◆ **Supplied text**
I have an amazing friend named Molly who also happens to be a strong female cancer survivor herself. Molly talks about the “upside of cancer”, the unexpected benefits that come from this sort of trial by fire. I’ve already seen the upside. The deep appreciation for life and family and friends. Being overwhelmed with gratitude for all that you have, and all you have been fortunate enough to experience. Recognizing how much you have to live for….wanting to Live with a capital L. Having such a new appreciation, for everything….good, bad and ugly.
Another upside has been all of the amazing people I’ve already met in this process. Being embraced by a huge, powerful and loving community, the strength and magnitude of which I never really knew existed. No matter what happens, cancer will always be part of who I am. And I’m okay with that…more than okay.
As I’ve written, I initially started this blog as a means to hole up with my fear and grief and hide from most of the outside world. And to avoid sending those annoying mass emails and having to tell the same story over and over (and deal firsthand with the reactions). Hiding behind the keyboard just felt safer in the beginning, which is what I needed. And it was just what I needed.
I don’t feel like hiding anymore. I love taking off my hat in public and displaying my bald head as a badge of honor. Any time I hear of someone going through something similar being inspired by me talking about my story, I am so touched and honored. I don’t know that there’s anyone whose world hasn’t been affected by this disease. And we’re all a family of sorts. I’m loving this new family…and the deeper level of intimacy that comes with being a member. There’s no room for bullshit in this family, and that’s incredibly refreshing.
I was recently contacted about this blog by AOL. They were interested in making it a weekly column for The Stir on their Cafe Mom platform. First, I was stunned that anyone would be all that interested in what one woman from Nashville, Tennessee had to say. After all, I’m just one woman going through cancer treatment; there are millions of us out there. But then I thought that if I can help anyone else out there better deal with their own battle with this disease through hearing my story, I’m in. So I’m in.
I’ve heard from so many people who have said that they or a family member are going through a similar situation but that they’re “not telling anyone.” I very much respect their rights to privacy. For me, though, I feel that talking openly about this disease makes me stronger and it weaker. So that’s what I’m going to keep doing.

◆ **Entries shown**
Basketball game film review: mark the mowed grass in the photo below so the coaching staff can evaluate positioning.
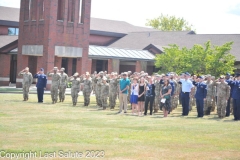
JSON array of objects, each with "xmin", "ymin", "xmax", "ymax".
[{"xmin": 0, "ymin": 94, "xmax": 240, "ymax": 160}]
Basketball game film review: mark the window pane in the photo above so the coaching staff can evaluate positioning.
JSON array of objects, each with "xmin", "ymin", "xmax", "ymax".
[
  {"xmin": 15, "ymin": 28, "xmax": 19, "ymax": 35},
  {"xmin": 8, "ymin": 28, "xmax": 15, "ymax": 35}
]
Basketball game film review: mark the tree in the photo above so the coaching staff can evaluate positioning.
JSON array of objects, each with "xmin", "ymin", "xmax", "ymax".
[
  {"xmin": 146, "ymin": 14, "xmax": 192, "ymax": 31},
  {"xmin": 155, "ymin": 41, "xmax": 235, "ymax": 76}
]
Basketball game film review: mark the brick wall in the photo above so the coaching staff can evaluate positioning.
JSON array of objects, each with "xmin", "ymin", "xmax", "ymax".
[
  {"xmin": 17, "ymin": 0, "xmax": 91, "ymax": 87},
  {"xmin": 0, "ymin": 26, "xmax": 8, "ymax": 35}
]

◆ **Problem 1**
Change the blog post from "I don’t feel" up to and including "that’s incredibly refreshing." by putting "symbol of pride" in place of "badge of honor".
◆ **Problem 2**
Answer these questions from the cancer blog post:
(a) What does Molly call the unexpected benefits of going through cancer?
(b) Which company contacted the writer about the blog?
(c) What city and state is the writer from?
◆ **Problem 3**
Summarize the cancer blog post in two sentences.

◆ **Problem solution 1**
I don’t feel like hiding anymore. I love taking off my hat in public and displaying my bald head as a symbol of pride. Any time I hear of someone going through something similar being inspired by me talking about my story, I am so touched and honored. I don’t know that there’s anyone whose world hasn’t been affected by this disease. And we’re all a family of sorts. I’m loving this new family…and the deeper level of intimacy that comes with being a member. There’s no room for bullshit in this family, and that’s incredibly refreshing.

◆ **Problem solution 2**
(a) The "upside of cancer."
(b) AOL.
(c) Nashville, Tennessee.

◆ **Problem solution 3**
The writer, a woman undergoing cancer treatment, describes the disease's upside: a deep appreciation for life and a loving community of people affected by it. She says she no longer wants to hide as she did when she started the blog, and she agreed to AOL's offer to make it a weekly column in the hope that her story might help others facing the disease.